Mortgage glossary

Plain-English mortgage terms.

Every mortgage word that matters, defined without jargon. Used as the source for the inline tooltips inside the Voice to Mortgage application.

Pre-qualification

Also: Pre-qual · Prequalification

In short: A rough estimate of what you might be able to borrow, based on stated (not verified) income, debts, and credit range. No credit pull. Not a commitment to lend.

A pre-qualification letter is the lightest-weight mortgage document. The borrower self-reports income, monthly debt payments, down-payment available, and credit-score range; a lender or intake service runs simple debt-to-income (DTI) math and produces an estimated max-loan amount. It's not a commitment from any lender, but realtors generally accept it as evidence the borrower is serious. Typical turnaround: minutes to hours. Pre-qual is best when you're still browsing homes and need something to hand a realtor.

Pre-approval

Also: Preapproval · Loan pre-approval

In short: A formal letter from a lender stating you've been approved up to a specific loan amount, based on a hard credit pull and verified income/assets. Stronger than pre-qualification. Typically valid 60–90 days.

A pre-approval involves a hard credit pull, verified income (pay stubs, W-2s, or a bank connection like Plaid), and verified assets. The lender runs the file through their automated underwriting system (DU or LP). The resulting letter states a specific maximum loan amount and is what sellers and listing agents look for on competitive offers. Pre-approval letters typically expire after 60–90 days. Best for when you're actively shopping and need offers to land.

Loan application

Also: 1003 · URLA · Mortgage application

In short: The official mortgage application. Standardized by Fannie Mae as the Uniform Residential Loan Application (URLA), often called the '1003' for its old form number.

The Uniform Residential Loan Application (URLA, Form 1003) is the standardized mortgage application all conventional and most government-backed loans require. It captures borrower identity, employment, income, assets, liabilities, property details, declarations (BK / foreclosure / federal-debt history), military service, and demographic information. Once submitted with the property address, the lender's TRID 72-hour Loan Estimate clock begins. The 1003 was revised in 2021 and again in November 2024.

Loan officer

Also: LO · Mortgage broker · Loan originator

In short: A licensed person at a bank or mortgage company who walks you through your loan, gets you a rate, and shepherds your file to closing. The human you actually deal with.

A loan officer (LO) is a licensed mortgage-loan originator. State licensing requires NMLS registration and exams. The LO is your main point of contact during the loan process: they collect documents, quote rates, lock the rate, coordinate with the underwriter and the processor, and call you at closing. Some LOs work for a single bank ('captive'); others are at independent mortgage brokers who shop multiple lenders for you.

**Information supplied**
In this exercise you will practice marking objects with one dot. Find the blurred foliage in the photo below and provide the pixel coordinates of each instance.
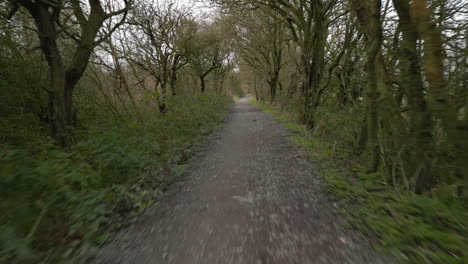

**Exercise description**
Copy out the stretch of the mortgage glossary from "A loan officer" through "lenders for you.", word for word.

**Expected output**
A loan officer (LO) is a licensed mortgage-loan originator. State licensing requires NMLS registration and exams. The LO is your main point of contact during the loan process: they collect documents, quote rates, lock the rate, coordinate with the underwriter and the processor, and call you at closing. Some LOs work for a single bank ('captive'); others are at independent mortgage brokers who shop multiple lenders for you.